Obiettivo dichiarato 1: Stampa per intero la recensione musicale, senza cambiare nulla.

----

La bellicosa "In my room" riprende, a tratti, i discorsi lasciati in sospeso dopo l'ottimo inizio, con la giusta contrapposizione tra le strofe apparentemente tranquille e quel vortice minaccioso del refrain in cui ti trascinano; Il pezzo deve molto alle precedenti "Paralyzed" e "In plain view", ma rimane chiaramente una spanna sotto a quegli standard qualitativi.
"Before I fall" propone un interessante giro di chitarra, ma è una promessa non mantenuta:si resta lì, per 3 minuti scarni, ad aspettare che cresca, che lieviti come la pasta della pizza - loro lo sanno fare benissimo - e invece rimane piatto come una tavola, senza una briciola di sussulto, e finisce ancora prima che si sia riusciti ad inquadrarlo, inducendo di nuovo l'ascoltatore al pensiero (stavolta fondato) che ci si trovi di fronte ad un altro riempitivo, buttato lì quasi per caso e per fare numero.

----

Obiettivo dichiarato 2: Raccogli ogni riga che contiene la stringa "flower". Maiuscole e minuscole contano.

----

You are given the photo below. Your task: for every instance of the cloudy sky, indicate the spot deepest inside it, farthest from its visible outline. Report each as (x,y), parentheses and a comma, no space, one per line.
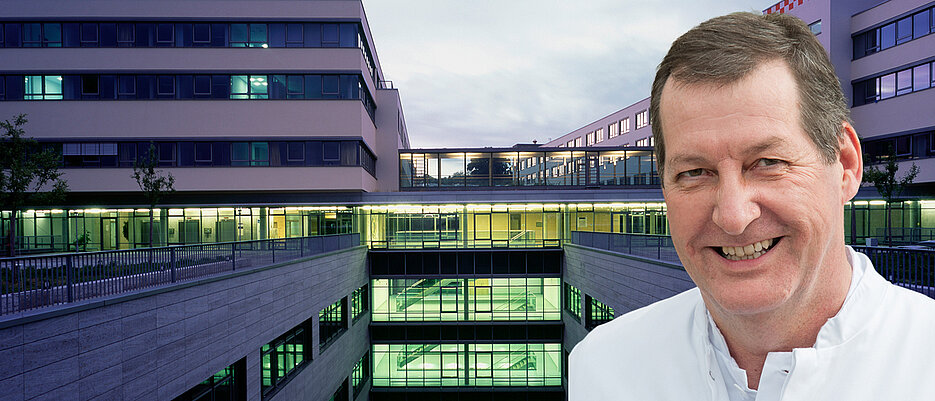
(501,72)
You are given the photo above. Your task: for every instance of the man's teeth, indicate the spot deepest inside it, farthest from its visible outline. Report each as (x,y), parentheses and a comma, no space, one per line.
(751,251)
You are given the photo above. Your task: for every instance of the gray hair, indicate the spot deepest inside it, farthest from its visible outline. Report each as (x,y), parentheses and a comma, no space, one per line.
(725,49)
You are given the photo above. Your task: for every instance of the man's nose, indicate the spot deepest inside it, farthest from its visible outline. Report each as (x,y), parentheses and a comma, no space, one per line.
(735,207)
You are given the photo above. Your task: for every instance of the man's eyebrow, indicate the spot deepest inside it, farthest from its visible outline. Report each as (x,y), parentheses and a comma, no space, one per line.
(696,158)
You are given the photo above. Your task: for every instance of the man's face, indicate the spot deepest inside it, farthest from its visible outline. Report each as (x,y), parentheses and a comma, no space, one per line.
(755,213)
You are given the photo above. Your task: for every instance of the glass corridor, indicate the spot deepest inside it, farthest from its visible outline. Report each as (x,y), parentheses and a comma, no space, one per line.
(454,226)
(471,300)
(452,365)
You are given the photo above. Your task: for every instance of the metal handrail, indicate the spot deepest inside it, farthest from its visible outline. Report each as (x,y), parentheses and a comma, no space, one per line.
(32,282)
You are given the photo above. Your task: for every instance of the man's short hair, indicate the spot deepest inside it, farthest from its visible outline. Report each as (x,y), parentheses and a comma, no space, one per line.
(723,50)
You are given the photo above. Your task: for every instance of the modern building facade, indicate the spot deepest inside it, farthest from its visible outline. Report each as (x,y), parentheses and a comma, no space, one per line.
(467,280)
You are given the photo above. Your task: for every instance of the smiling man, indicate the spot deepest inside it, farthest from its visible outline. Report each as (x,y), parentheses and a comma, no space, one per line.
(757,159)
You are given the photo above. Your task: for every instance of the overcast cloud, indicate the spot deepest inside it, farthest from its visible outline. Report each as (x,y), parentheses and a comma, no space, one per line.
(496,73)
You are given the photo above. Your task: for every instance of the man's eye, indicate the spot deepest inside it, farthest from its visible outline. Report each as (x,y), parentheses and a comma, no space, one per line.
(767,162)
(693,173)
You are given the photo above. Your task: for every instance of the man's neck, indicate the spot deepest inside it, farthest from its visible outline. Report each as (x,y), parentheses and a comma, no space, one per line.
(751,337)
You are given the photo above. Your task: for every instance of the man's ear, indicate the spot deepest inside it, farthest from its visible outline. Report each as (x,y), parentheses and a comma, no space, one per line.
(851,159)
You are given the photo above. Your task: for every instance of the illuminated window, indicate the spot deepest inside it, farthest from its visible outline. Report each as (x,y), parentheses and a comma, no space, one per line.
(43,87)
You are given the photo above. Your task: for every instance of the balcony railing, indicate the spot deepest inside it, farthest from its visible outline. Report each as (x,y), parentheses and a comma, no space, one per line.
(33,282)
(646,245)
(913,269)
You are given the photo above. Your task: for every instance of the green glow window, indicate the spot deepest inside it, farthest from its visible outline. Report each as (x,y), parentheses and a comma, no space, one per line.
(332,322)
(360,374)
(359,302)
(571,301)
(597,313)
(451,365)
(248,35)
(249,87)
(250,154)
(282,358)
(482,299)
(43,87)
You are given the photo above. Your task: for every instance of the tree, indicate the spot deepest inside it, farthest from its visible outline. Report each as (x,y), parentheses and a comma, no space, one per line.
(153,182)
(885,181)
(28,174)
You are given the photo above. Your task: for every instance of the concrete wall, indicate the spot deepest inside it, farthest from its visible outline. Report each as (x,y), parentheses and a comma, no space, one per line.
(623,282)
(156,344)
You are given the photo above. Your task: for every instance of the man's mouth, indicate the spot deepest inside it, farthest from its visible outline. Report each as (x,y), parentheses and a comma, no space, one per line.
(749,251)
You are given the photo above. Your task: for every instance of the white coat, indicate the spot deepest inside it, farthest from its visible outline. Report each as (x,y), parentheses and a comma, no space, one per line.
(880,346)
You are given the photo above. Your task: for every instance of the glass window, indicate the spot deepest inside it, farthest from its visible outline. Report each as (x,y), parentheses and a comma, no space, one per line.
(887,36)
(202,86)
(295,151)
(88,35)
(903,30)
(201,35)
(295,35)
(920,77)
(43,87)
(887,86)
(108,34)
(165,86)
(202,153)
(126,34)
(329,35)
(89,85)
(920,24)
(32,35)
(903,82)
(165,35)
(815,27)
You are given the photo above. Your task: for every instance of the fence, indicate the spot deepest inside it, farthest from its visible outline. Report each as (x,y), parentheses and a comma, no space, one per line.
(646,245)
(909,268)
(36,281)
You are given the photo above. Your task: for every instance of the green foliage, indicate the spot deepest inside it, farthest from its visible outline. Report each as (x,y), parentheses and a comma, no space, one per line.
(153,182)
(885,181)
(28,174)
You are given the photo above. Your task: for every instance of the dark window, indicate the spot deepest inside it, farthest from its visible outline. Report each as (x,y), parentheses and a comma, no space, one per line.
(329,35)
(12,35)
(330,86)
(89,85)
(108,85)
(145,86)
(145,35)
(126,87)
(202,86)
(295,35)
(295,86)
(920,24)
(126,35)
(165,87)
(167,154)
(277,35)
(888,36)
(186,86)
(312,35)
(89,35)
(202,35)
(202,153)
(296,151)
(183,35)
(903,30)
(165,35)
(108,34)
(331,151)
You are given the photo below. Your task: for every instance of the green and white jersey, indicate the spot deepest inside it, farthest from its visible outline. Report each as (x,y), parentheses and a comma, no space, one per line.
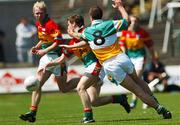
(102,38)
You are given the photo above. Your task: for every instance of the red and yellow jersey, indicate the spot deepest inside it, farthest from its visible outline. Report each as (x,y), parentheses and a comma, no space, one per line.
(135,42)
(49,33)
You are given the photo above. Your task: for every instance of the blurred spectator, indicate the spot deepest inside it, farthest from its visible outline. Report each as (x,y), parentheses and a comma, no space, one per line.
(26,33)
(2,57)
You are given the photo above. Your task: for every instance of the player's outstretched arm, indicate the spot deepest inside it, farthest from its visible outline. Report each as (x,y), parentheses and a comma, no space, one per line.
(77,45)
(55,62)
(119,5)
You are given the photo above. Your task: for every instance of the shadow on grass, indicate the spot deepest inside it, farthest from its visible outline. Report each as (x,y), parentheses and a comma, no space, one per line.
(120,120)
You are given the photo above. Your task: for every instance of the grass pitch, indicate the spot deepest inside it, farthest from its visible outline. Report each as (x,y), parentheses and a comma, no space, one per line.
(66,109)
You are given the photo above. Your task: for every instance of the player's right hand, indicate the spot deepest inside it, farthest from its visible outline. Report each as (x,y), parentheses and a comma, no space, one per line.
(33,50)
(64,46)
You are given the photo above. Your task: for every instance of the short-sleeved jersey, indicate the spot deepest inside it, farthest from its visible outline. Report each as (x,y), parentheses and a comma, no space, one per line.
(49,33)
(102,38)
(135,43)
(84,53)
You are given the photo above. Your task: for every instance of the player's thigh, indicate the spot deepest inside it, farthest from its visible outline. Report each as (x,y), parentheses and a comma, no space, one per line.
(93,91)
(130,85)
(61,80)
(43,76)
(85,82)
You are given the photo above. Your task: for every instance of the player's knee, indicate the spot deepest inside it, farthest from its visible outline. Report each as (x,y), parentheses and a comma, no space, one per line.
(80,89)
(94,103)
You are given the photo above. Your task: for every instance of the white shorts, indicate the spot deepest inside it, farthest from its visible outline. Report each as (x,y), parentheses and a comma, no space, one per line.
(138,63)
(117,67)
(93,69)
(56,70)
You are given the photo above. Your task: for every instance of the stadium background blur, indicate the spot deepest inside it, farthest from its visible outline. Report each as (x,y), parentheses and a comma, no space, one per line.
(13,10)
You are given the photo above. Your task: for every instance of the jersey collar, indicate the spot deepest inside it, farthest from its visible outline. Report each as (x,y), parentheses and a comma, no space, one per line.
(94,22)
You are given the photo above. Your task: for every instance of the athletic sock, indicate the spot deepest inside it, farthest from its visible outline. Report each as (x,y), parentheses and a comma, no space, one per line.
(88,113)
(117,99)
(33,110)
(155,98)
(160,109)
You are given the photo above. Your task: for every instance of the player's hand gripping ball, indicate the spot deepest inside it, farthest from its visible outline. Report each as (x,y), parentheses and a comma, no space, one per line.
(31,83)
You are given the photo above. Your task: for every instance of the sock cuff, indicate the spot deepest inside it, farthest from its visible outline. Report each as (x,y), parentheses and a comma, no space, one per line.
(113,99)
(33,108)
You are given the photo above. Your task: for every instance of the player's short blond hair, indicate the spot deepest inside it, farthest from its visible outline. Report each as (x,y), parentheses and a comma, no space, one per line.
(40,5)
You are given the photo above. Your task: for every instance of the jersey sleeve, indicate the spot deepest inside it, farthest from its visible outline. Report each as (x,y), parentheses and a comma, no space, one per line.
(146,38)
(120,25)
(122,38)
(56,33)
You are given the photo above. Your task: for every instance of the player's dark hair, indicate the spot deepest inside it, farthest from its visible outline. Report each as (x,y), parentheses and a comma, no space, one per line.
(96,12)
(78,19)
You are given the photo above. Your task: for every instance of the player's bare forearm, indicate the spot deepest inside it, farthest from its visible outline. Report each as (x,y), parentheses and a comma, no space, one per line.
(119,5)
(38,45)
(53,46)
(77,45)
(57,61)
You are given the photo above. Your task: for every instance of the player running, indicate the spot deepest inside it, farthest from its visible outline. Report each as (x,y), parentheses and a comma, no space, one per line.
(49,38)
(89,83)
(103,40)
(134,42)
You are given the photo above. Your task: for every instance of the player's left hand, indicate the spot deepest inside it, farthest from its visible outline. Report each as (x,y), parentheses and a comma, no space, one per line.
(116,3)
(156,63)
(41,52)
(64,46)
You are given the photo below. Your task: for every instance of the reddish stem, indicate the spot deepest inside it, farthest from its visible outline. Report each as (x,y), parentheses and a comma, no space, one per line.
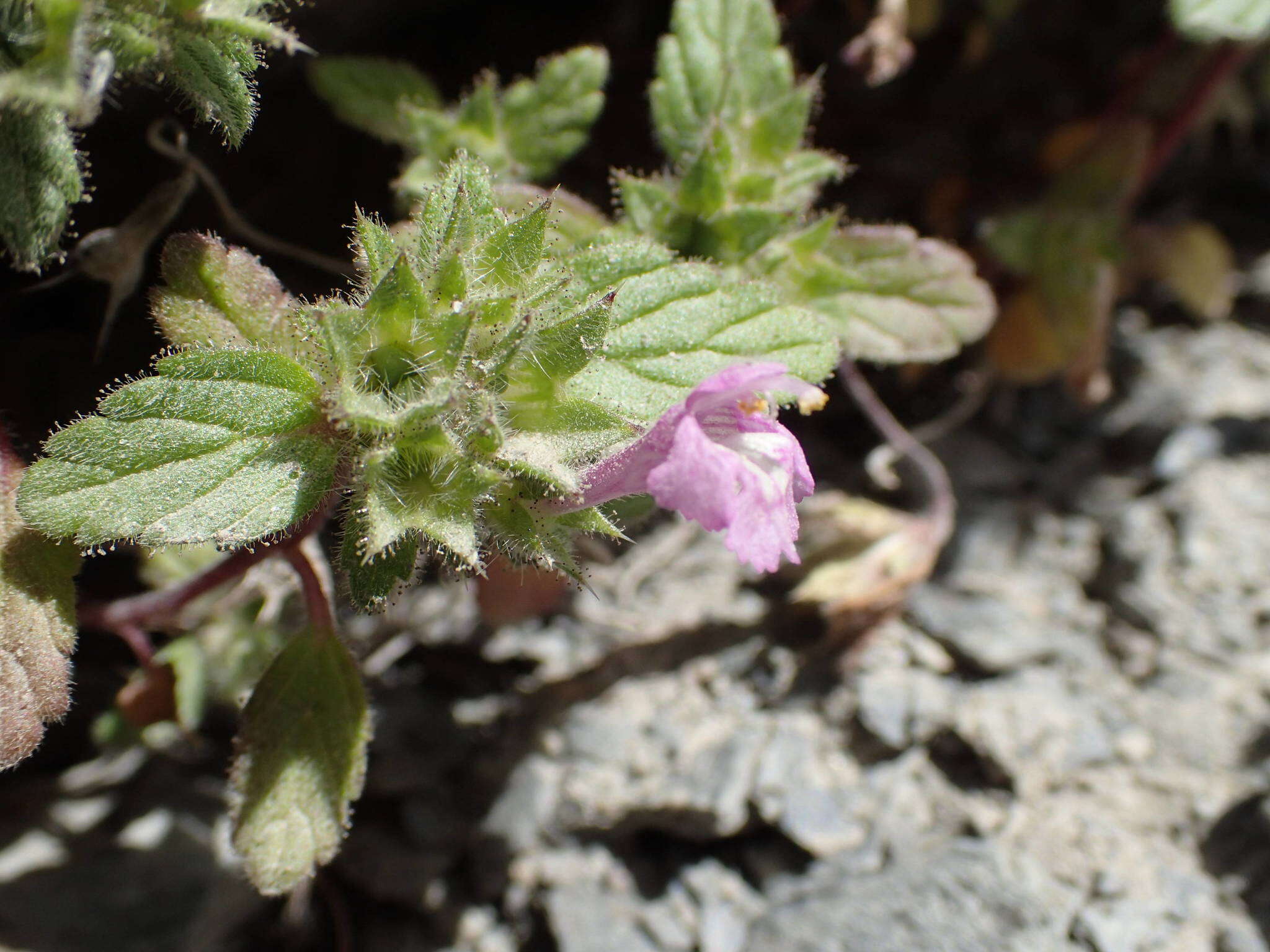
(133,616)
(941,500)
(1221,66)
(315,596)
(1139,79)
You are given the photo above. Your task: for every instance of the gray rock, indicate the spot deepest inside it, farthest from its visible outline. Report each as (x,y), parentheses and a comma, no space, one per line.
(964,896)
(904,706)
(586,919)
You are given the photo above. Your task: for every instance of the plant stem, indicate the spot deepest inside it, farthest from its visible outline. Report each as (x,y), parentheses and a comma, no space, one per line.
(941,501)
(315,596)
(1219,69)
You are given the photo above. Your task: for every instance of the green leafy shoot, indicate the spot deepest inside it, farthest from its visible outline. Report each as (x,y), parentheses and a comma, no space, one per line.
(734,121)
(1245,20)
(221,446)
(301,760)
(523,131)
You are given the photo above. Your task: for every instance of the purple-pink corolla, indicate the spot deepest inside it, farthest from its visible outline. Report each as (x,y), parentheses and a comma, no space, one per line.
(722,459)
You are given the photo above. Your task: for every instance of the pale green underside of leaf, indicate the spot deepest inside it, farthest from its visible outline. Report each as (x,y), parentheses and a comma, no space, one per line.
(223,296)
(41,179)
(37,630)
(301,760)
(893,296)
(675,325)
(1222,19)
(218,447)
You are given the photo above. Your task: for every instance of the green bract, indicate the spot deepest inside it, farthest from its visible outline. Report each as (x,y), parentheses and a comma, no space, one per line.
(732,117)
(37,627)
(525,130)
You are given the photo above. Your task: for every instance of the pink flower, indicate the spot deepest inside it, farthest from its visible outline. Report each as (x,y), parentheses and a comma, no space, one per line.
(723,460)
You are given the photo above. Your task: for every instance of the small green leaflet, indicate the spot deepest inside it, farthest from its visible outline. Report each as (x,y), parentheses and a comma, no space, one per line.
(374,578)
(223,296)
(549,117)
(221,446)
(301,760)
(722,60)
(733,118)
(37,627)
(374,94)
(1246,20)
(673,325)
(523,131)
(889,295)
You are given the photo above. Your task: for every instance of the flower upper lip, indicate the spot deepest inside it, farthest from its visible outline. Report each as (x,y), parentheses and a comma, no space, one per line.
(723,460)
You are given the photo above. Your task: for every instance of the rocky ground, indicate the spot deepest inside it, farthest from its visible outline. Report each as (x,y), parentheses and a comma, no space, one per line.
(1061,743)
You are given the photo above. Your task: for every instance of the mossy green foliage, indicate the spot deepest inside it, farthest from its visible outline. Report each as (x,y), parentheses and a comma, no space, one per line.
(58,59)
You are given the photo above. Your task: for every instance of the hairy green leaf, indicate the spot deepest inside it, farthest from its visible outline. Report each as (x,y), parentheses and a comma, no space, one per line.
(888,295)
(1245,20)
(37,626)
(373,578)
(676,325)
(223,296)
(301,760)
(721,64)
(548,118)
(523,131)
(213,76)
(374,94)
(42,178)
(422,487)
(730,115)
(221,446)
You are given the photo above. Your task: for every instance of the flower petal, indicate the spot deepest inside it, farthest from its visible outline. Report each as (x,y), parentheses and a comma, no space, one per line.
(699,478)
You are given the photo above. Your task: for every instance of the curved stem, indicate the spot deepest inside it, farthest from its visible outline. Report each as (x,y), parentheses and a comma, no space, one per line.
(234,220)
(155,610)
(941,501)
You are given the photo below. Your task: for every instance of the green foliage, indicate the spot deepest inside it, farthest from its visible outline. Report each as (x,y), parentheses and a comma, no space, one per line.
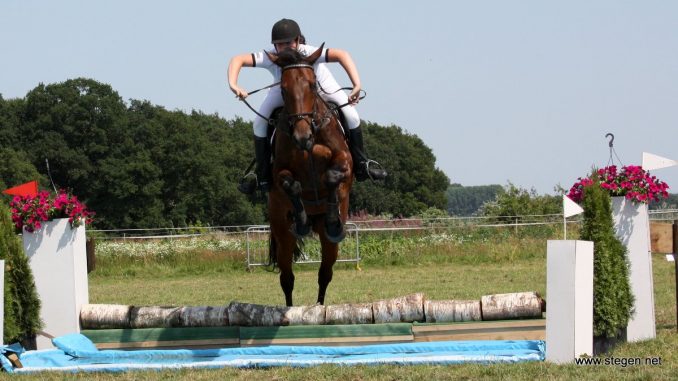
(22,305)
(414,183)
(142,166)
(466,201)
(612,298)
(516,201)
(15,169)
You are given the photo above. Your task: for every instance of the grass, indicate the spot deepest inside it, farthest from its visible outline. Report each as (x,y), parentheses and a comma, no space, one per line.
(442,268)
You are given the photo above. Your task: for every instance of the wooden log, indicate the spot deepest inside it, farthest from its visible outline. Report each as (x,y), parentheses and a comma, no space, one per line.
(255,315)
(304,315)
(349,314)
(154,317)
(405,309)
(443,311)
(203,316)
(105,316)
(521,305)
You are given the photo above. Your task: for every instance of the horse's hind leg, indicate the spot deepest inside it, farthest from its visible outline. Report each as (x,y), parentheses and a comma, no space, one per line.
(285,252)
(302,225)
(334,228)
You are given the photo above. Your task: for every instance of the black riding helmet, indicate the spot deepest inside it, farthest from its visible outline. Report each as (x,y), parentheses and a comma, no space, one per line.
(285,30)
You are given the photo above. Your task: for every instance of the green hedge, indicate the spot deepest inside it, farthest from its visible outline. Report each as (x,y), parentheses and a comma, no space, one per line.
(612,297)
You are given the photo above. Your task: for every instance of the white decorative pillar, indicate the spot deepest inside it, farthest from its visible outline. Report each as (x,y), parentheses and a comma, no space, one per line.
(632,225)
(58,258)
(569,296)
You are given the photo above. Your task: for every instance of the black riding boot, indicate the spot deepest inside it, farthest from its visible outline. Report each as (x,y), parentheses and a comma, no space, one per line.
(362,166)
(262,153)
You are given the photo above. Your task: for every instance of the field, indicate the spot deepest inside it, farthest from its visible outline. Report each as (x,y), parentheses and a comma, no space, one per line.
(444,266)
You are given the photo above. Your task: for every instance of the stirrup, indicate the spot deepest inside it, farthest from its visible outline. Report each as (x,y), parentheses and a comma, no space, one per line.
(247,186)
(367,168)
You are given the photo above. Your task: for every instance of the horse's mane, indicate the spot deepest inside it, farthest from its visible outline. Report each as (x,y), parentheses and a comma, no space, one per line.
(290,57)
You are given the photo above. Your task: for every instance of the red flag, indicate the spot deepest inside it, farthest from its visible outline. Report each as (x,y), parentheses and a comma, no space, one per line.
(27,189)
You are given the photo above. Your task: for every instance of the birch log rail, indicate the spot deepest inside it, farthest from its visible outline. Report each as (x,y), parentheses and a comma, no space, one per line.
(406,309)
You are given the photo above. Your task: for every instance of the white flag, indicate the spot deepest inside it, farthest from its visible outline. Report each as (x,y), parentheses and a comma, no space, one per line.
(651,161)
(570,208)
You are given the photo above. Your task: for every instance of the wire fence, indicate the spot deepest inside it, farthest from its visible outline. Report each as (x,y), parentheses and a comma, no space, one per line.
(371,225)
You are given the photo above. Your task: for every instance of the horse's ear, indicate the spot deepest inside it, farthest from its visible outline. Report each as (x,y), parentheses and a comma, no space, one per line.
(314,57)
(272,56)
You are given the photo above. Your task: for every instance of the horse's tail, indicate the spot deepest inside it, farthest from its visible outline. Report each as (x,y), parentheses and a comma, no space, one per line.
(273,255)
(272,264)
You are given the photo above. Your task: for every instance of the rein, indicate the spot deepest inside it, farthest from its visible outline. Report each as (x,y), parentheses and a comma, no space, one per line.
(300,116)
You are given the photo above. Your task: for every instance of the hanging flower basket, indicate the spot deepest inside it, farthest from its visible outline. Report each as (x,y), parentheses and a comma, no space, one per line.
(632,182)
(31,212)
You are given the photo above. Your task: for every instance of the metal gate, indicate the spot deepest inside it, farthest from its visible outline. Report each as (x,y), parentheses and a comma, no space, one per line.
(257,246)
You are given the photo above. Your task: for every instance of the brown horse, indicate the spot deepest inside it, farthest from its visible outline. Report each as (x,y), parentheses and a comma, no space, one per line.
(312,173)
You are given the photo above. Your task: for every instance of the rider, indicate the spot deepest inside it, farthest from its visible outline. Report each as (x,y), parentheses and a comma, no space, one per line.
(286,34)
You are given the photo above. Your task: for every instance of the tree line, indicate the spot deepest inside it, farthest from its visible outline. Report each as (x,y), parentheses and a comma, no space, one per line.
(138,165)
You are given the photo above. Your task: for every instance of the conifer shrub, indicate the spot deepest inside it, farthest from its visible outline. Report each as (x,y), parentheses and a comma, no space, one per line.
(612,297)
(22,304)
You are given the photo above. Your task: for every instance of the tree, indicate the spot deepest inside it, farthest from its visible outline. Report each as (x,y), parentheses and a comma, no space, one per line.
(414,183)
(467,201)
(516,201)
(16,168)
(612,297)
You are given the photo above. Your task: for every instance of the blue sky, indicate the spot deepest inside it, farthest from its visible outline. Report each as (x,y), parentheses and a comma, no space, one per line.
(520,91)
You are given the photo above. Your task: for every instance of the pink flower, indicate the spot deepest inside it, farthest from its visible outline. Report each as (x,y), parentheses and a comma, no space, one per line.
(632,182)
(30,212)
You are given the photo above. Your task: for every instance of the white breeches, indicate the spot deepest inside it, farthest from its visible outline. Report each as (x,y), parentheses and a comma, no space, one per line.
(274,100)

----

Risposta scritta 1:
La bellicosa "In my room" riprende, a tratti, i discorsi lasciati in sospeso dopo l'ottimo inizio, con la giusta contrapposizione tra le strofe apparentemente tranquille e quel vortice minaccioso del refrain in cui ti trascinano; Il pezzo deve molto alle precedenti "Paralyzed" e "In plain view", ma rimane chiaramente una spanna sotto a quegli standard qualitativi.
"Before I fall" propone un interessante giro di chitarra, ma è una promessa non mantenuta:si resta lì, per 3 minuti scarni, ad aspettare che cresca, che lieviti come la pasta della pizza - loro lo sanno fare benissimo - e invece rimane piatto come una tavola, senza una briciola di sussulto, e finisce ancora prima che si sia riusciti ad inquadrarlo, inducendo di nuovo l'ascoltatore al pensiero (stavolta fondato) che ci si trovi di fronte ad un altro riempitivo, buttato lì quasi per caso e per fare numero.

Risposta scritta 2:
You are given the photo above. Your task: for every instance of the pink flower, indicate the spot deepest inside it, farthest from its visible outline. Report each as (x,y), parentheses and a comma, no space, one per line.
You are given the photo above. Your task: for every instance of the flower upper lip, indicate the spot deepest inside it, farthest from its visible outline. Report each as (x,y), parentheses and a comma, no space, one per line.
You are given the photo above. Your task: for every instance of the flower petal, indicate the spot deepest inside it, farthest from its visible outline. Report each as (x,y), parentheses and a comma, no space, one per line.
You are given the photo above. Your task: for every instance of the hanging flower basket, indicate the spot deepest inside it, farthest from its visible outline. Report each as (x,y), parentheses and a comma, no space, one per line.
You are given the photo above. Your task: for every instance of the pink flower, indicate the spot deepest inside it, farthest from its visible outline. Report each as (x,y), parentheses and a comma, no space, one per line.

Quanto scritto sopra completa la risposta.